▶ **Extract to read**:

┄┄┄┄┄┄

In college one justifies his status as a current student in different ways to different individuals. The professor needs to see an official role sheet with the students name on it to consider them a current student. However, fellow classmates will believe one is a legitimate student of the university if they simply attend class. Those classmates don’t have access to the role sheet, so they can only know what they see the student doing. In the same way, a student that doesn’t attend class is considered an official student by the professor who has him on his role sheet. However, fellow students would not consider the absent one a student if they’ve never seen them in class. So, if one want to justify his status as a student to his professor he just has to be on the sheet. However, if I want to justify his status to both his professor and classmates, he has to be on the role sheet and attend class. This shows that there are different justification methods for different individuals. We will discover in this chapter that the same is true in our spiritual lives. Where being on the role sheet is connected to faith, attending class is connected to works.
Justification is most often used to describe the legal status of a person before God. A justified person is a saved person under most uses that we find in the New Testament. By and large, seeing justification as a synonym for salvation works to interpret most Biblical texts most of time. However, there are a few exceptions to this rule, which is what we are going to uncover in this chapter, as we consider the difference between justified by faith, and justified by works.
Let’s start with Paul’s description of justification in Romans 3:20.
Therefore by the deeds of the law no flesh will be justified in His sight, for by the law is the knowledge of sin.1
No one is going to be saved from Hell by obeying the law. Anyone who happens to posses a physical body of flesh is stuck in this terrible dilemma. We can’t attain salvation by works. Paul continues a few verses later.
Therefore we conclude that a man is justified by faith apart from the deeds of the law.2
I almost hear a collective sigh of relief at that verse. Paul built a palpable tension as he goes explains that no one can be saved by work. He lets the tension release with this simple idea. We are justified by faith not works. Salvation comes by that which is internal to man, not external. Faith alone in Christ alone brings eternal life. In case we missed it, he clarifies with probably the most powerful statement of Grace ever uttered in Romans 4:5.
But to him who does not work but believes on Him who justifies the ungodly, his faith is accounted for righteousness,3
Not only is faith the agent that makes salvation possibly, a person doesn’t even need to work. Someone can believe on Him and just sit on the couch. Still he will be saved. Obviously there will be consequences, but according to Paul the consequences are not a loss of salvation.
Justification is so clearly defined by these three verses that if we closed our Bible here, we would have a singular vision of what justification is. It’s connected to salvation, and happens as a one time event. When a person believes in Jesus for everlasting life, they have been eternally justified, and will remain so regardless of how they perform in their Christian life. Flip a few pages over, and it seems that James is singing a different tune.

┄┄┄┄┄┄

▶ **Set problem A**: In the rows, take the part that opens with the line containing "the sandy beach." and closes with the line containing "[303,304,313,325]", and rewrite only those lines with "whereabouts" replaced by "location". Leave everything else unchanged.

▶ **Items**:

┄┄┄┄┄┄

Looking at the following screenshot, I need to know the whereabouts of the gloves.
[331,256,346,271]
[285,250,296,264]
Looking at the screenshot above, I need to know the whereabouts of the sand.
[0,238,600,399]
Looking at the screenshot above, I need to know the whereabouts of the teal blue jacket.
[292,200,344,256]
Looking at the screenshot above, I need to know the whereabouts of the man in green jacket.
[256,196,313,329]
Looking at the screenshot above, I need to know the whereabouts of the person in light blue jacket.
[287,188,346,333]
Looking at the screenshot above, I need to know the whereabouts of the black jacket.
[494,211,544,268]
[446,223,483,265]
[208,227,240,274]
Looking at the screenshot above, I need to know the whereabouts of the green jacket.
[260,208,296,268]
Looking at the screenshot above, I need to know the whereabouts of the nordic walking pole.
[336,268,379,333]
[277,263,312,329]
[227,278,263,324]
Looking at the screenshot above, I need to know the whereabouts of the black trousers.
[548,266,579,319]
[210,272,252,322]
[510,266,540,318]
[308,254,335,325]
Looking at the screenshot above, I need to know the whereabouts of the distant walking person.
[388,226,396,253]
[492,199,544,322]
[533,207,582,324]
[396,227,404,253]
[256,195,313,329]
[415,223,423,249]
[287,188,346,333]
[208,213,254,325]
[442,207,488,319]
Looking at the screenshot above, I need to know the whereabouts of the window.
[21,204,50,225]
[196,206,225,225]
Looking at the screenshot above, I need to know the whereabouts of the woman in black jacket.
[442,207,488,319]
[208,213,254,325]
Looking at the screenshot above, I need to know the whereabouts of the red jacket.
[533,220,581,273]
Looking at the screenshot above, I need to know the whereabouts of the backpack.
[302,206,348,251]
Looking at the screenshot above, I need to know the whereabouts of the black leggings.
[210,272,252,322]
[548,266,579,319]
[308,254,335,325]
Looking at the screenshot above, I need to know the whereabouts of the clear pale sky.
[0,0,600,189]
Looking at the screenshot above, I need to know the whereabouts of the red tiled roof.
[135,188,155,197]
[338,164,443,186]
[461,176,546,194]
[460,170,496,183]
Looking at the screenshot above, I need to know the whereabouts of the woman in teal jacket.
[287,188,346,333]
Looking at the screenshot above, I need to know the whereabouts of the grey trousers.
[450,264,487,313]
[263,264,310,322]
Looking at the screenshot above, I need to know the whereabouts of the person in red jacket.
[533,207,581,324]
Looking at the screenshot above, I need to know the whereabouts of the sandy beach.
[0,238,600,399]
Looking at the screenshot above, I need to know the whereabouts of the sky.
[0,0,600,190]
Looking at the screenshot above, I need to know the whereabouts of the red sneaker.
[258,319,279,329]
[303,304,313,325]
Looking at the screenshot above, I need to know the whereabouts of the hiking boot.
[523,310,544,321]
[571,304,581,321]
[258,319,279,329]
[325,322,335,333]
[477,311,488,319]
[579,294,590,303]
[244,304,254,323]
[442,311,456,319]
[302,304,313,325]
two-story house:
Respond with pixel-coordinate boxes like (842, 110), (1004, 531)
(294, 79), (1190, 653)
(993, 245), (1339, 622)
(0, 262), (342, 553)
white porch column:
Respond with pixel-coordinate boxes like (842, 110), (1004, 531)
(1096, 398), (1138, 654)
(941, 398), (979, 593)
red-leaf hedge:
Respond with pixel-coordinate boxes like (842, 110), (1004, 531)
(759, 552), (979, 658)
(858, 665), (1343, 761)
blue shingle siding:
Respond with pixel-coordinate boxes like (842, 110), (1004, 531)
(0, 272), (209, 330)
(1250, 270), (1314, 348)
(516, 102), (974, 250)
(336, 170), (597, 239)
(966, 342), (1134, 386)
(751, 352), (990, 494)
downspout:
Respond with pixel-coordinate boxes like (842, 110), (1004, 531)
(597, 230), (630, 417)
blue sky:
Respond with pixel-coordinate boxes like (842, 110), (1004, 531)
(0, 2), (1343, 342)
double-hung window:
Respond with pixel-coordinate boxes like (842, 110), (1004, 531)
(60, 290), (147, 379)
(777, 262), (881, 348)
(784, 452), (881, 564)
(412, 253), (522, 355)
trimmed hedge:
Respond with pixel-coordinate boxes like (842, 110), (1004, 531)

┄┄┄┄┄┄

▶ **Set problem B**: In the essay on justification, what does being on the role sheet correspond to in spiritual life?

▶ **Complete response A**:
Looking at the screenshot above, I need to know the location of the sandy beach.
[0,238,600,399]
Looking at the screenshot above, I need to know the location of the sky.
[0,0,600,190]
Looking at the screenshot above, I need to know the location of the red sneaker.
[258,319,279,329]
[303,304,313,325]

▶ **Complete response B**: Being on the role sheet corresponds to faith.